_Task item_:
Could you set down exactly the lines of the data below, starting at the one that holds "359, row 472" and ending at the one that holds "573, row 180", both included, and only those?

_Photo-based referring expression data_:
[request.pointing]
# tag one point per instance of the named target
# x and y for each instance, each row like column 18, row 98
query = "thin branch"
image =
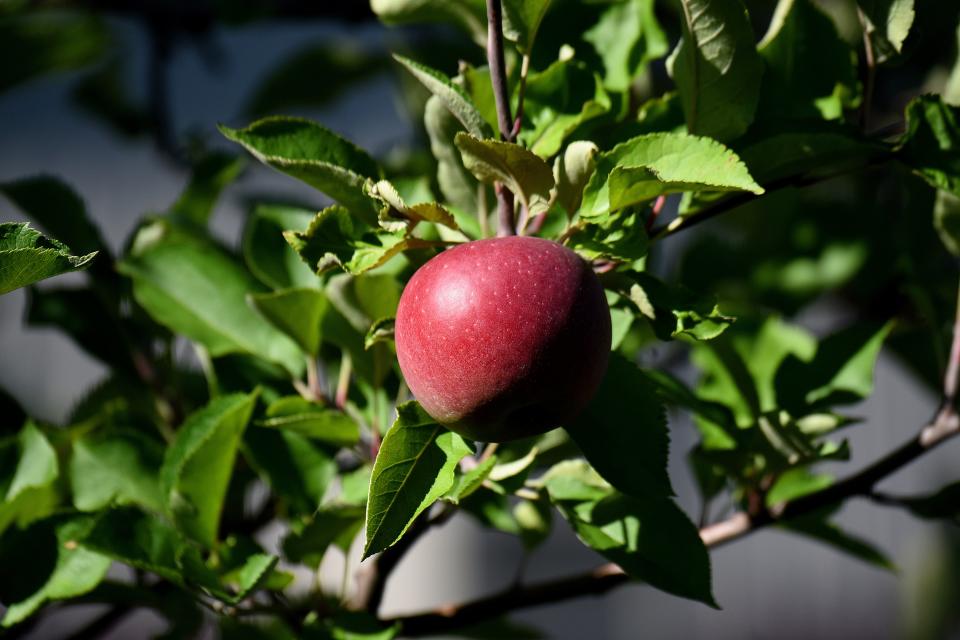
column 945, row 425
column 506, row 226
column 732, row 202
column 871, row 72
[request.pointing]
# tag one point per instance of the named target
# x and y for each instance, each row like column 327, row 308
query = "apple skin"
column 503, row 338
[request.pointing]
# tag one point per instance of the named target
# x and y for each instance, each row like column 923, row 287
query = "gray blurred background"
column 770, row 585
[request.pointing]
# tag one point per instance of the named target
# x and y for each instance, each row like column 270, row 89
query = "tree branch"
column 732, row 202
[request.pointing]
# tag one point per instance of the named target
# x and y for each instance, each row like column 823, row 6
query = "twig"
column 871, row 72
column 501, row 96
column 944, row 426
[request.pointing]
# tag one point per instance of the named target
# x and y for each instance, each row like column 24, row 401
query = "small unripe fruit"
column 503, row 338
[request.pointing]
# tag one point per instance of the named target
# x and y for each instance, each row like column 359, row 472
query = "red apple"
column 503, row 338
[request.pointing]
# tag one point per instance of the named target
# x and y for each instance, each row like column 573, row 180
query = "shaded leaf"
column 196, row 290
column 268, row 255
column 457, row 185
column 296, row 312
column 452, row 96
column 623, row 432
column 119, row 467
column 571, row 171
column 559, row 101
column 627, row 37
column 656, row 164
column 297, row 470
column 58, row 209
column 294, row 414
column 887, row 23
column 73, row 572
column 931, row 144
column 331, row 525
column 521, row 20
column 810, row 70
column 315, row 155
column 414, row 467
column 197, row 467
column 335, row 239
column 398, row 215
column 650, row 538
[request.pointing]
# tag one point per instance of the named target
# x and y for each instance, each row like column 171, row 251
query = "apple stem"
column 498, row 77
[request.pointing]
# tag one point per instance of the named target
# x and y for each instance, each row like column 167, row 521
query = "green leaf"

_Response to this exercise_:
# x and y for each instance, each row like column 359, row 472
query = "red apple"
column 503, row 338
[request.pointing]
# tag one point per instance of the named target
# x and y for each instance, each row like column 573, row 180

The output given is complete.